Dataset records
☆ ☆ ☆ ☆

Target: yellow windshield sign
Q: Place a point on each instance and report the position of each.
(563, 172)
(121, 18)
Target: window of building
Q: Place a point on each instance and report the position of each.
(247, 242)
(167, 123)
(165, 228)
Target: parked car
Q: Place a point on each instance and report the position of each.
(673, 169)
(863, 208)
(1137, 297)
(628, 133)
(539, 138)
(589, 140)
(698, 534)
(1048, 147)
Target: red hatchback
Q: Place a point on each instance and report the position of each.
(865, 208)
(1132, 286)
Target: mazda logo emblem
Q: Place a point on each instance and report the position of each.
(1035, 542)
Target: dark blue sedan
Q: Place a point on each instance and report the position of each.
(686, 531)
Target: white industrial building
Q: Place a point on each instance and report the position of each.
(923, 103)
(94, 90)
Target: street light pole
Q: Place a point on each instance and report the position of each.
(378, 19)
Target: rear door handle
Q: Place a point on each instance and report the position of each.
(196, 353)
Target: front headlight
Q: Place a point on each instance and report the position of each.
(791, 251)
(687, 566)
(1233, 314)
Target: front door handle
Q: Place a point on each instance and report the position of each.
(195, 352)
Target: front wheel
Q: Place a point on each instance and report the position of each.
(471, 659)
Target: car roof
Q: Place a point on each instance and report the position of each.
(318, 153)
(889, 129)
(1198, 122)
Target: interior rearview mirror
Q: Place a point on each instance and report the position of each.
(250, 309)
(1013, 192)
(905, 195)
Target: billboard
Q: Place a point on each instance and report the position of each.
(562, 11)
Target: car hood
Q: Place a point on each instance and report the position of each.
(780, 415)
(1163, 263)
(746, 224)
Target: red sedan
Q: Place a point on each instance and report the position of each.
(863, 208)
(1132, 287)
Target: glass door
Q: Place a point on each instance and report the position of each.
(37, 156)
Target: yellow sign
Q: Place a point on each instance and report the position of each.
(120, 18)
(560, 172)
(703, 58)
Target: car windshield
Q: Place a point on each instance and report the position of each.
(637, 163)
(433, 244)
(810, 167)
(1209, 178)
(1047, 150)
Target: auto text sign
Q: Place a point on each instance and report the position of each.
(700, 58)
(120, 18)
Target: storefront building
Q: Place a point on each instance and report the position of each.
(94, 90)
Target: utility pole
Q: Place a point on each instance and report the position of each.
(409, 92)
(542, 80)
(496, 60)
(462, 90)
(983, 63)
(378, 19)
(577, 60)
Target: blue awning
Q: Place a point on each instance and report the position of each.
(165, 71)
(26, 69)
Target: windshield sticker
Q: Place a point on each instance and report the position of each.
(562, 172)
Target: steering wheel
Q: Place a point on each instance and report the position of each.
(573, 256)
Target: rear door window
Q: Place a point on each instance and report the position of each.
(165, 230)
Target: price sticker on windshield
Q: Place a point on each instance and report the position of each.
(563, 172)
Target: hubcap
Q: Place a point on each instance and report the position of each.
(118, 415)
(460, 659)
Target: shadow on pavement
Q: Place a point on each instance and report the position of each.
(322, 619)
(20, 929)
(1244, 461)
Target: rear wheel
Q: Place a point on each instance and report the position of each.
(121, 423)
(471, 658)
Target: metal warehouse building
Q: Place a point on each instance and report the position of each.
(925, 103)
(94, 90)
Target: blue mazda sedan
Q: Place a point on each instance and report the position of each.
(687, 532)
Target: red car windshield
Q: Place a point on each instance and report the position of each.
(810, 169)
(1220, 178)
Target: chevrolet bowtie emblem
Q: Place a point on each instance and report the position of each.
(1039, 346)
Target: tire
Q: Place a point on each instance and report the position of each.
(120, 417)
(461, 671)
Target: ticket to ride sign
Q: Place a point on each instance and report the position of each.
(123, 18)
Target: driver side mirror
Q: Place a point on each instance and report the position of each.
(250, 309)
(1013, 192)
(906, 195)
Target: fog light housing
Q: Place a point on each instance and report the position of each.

☆ ☆ ☆ ☆

*INSTRUCTIONS FOR THE TASK*:
In the entries above, one line contains "Target: rear wheel" and another contains "Target: chevrolet bowtie emblem". Reproduce exactly those two lines and the lines between them, nothing else.

*TASK SOLUTION*:
Target: rear wheel
Q: Place a point on each instance and report the position of each.
(121, 423)
(471, 658)
Target: metal warehouse building
Q: Place a point on each instance and report the position of each.
(925, 103)
(94, 90)
Target: blue mazda sedan
Q: Place a point on each instance and report the position of each.
(687, 532)
Target: red car windshield
Q: Place a point on each instance and report the position of each.
(810, 169)
(1220, 178)
Target: chevrolet bowtie emblem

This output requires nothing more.